Challenge 1 >>
Answer these questions from the temperature sensor text.
(a) Within how many degrees Fahrenheit of the actual temperature does a typical analog reading fall?
(b) How many separate analog thresholds should a remote monitor for the most detailed view of site temperature?
(c) What temperature is given as the example of the danger point?
Challenge 2 >> Print the part of the temperature sensor text between "Both extreme cold" and "these potential threats.", inclusive.

Selection >>
▬▬▬▬▬▬

A temperature sensor device is one of the most simple - yet valuable - pieces of equipment available to monitor your server room, server closet, data center, or other telecom environments.

Frequently, devices that monitor temperature (and humidity), such as sensors, are ignored or overlooked by network operators. Unfortunately, it is incredibly important (and also quite inexpensive) to monitor the temperature range in telecom and IT environments.

Both extreme cold and high temperatures present a danger to your valuable telecom investment. It's important to have a remote monitoring system that allows you to keep an eye on both of these potential threats.

Temperature Sensors are Simple, Inexpensive and Extremely Easy to Use

Servers and other electronic equipment, by their very nature, generate large amounts of heat. If this heat is not monitored with temperature sensors, thermal shutdowns are inevitable.

This can lead to service downtime and equipment damage. There's even a chance that thermal shutdowns won't happen in time. That can cause equipment damage and data loss.

Temperature sensors are not at all complex, quite compact, and relatively cheap. They typically give you an analog temperature reading within one degree Fahrenheit of the actual temperature.

Even those temperature sensors that operate like a thermostat have value. They alert you only when the site temperature is above or below the pre-determined threshold. While some monitoring is better than no monitoring, this method is limited and can have some major drawbacks.

Temperature Sensor Diagram
In this diagram, an HVAC (air conditioning) failure occurred without knowledge of the network operators. No temperature sensor was in place to detect and report the high temperature. Now, equipment damage and data loss will cause expenses that could have purchased literally thousands of temperature sensors.

What if your HVAC system stopped functioning and you had no temperature sensors in place at your remote site? you would have no idea of the rising temperature until it was much too late. You'd have equipment damage or emergency shutdowns. That upsets both your customers and your bosses.

Temperature Sensors Cut Your Costs and Protect Your Revenue by Alerting You at the First Sign of Trouble at Your Remote Site

It's vitally important to monitor the temperature levels at your remote sites with temperature sensors. To get the most detailed visibility of site temperature, you need a remote that monitors four separate analog thresholds.

With four thresholds you can set separate major and minor alarms for both high and low temperatures. This gives you both an advanced warning if temperatures are starting to leave the optimum range (e.g., the air conditioner is not working right and the temperature has risen to 85 degrees F) and a final notification when temperatures have reached the danger point (e.g., the air conditioner is not working at all, and the temperature is 100 degrees F).

Discrete vs Analog Sensors: The Pros and Cons of the Two Types of Temperature Sensors

Temperature sensors come in two basic varieties. The simplest is a discrete threshold alarm. As I've explained, this type of temperature sensor operates much like your home thermostat. Just like you do at home to stay comfortable, you would specify a lower bound and an upper bound of acceptable temperature in your server room, telecom site, etc. any temperature above or below this ideal range would trigger an alarm notice so that you could take corrective action.

▬▬▬▬▬▬

Data records >>
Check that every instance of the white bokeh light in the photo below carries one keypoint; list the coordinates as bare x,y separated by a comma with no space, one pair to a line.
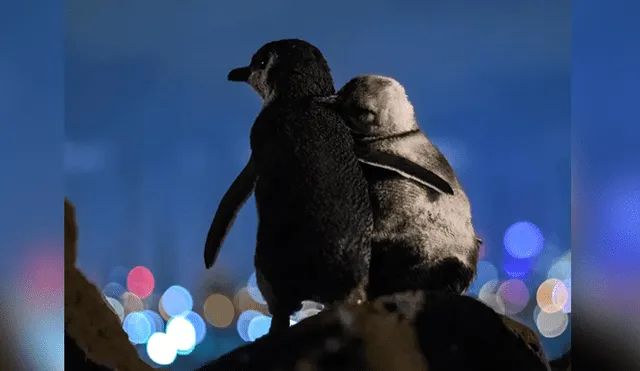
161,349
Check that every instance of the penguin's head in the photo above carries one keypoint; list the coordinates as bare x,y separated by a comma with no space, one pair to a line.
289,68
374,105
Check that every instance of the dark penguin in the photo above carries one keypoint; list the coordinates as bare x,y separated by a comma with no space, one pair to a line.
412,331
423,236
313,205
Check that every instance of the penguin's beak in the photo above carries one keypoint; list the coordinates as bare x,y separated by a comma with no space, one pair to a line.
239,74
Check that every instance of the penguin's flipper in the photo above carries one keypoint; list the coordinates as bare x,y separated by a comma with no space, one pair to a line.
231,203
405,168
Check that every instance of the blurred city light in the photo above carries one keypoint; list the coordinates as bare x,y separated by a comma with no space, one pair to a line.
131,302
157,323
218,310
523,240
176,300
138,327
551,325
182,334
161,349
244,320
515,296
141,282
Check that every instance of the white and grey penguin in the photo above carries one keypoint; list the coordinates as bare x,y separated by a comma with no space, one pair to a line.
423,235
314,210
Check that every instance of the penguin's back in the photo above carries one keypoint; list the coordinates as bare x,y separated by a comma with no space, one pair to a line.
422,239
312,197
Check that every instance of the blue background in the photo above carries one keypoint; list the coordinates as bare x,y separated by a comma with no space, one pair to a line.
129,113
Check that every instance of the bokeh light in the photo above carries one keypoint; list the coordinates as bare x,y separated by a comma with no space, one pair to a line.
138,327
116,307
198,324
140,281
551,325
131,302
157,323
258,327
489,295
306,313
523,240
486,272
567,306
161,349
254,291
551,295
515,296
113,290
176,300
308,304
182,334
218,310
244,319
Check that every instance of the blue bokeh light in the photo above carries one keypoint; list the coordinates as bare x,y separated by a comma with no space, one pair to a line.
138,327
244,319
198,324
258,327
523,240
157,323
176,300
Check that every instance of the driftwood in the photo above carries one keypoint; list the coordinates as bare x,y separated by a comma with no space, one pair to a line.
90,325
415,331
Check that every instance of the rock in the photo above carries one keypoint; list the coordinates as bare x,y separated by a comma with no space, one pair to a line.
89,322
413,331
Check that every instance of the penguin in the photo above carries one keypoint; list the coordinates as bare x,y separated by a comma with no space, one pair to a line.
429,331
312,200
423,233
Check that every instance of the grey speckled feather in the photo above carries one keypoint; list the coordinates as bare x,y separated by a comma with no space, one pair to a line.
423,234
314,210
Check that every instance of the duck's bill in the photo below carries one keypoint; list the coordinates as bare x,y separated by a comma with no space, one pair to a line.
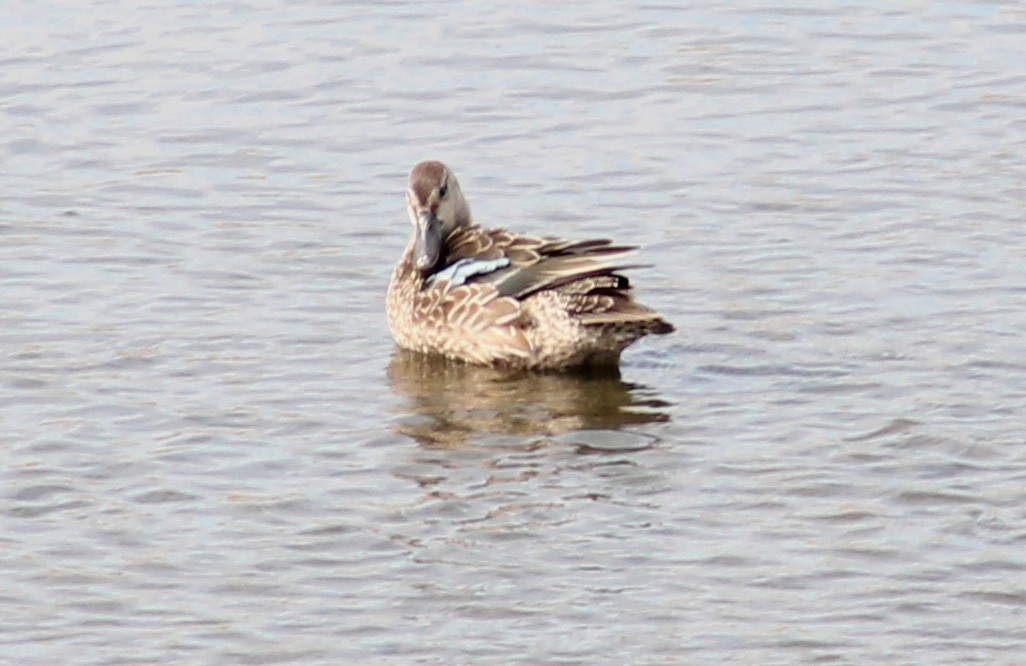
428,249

▬▬▬▬▬▬

Task result 1 >>
(a) Within one degree Fahrenheit.
(b) Four.
(c) 100 degrees F.

Task result 2 >>
Both extreme cold and high temperatures present a danger to your valuable telecom investment. It's important to have a remote monitoring system that allows you to keep an eye on both of these potential threats.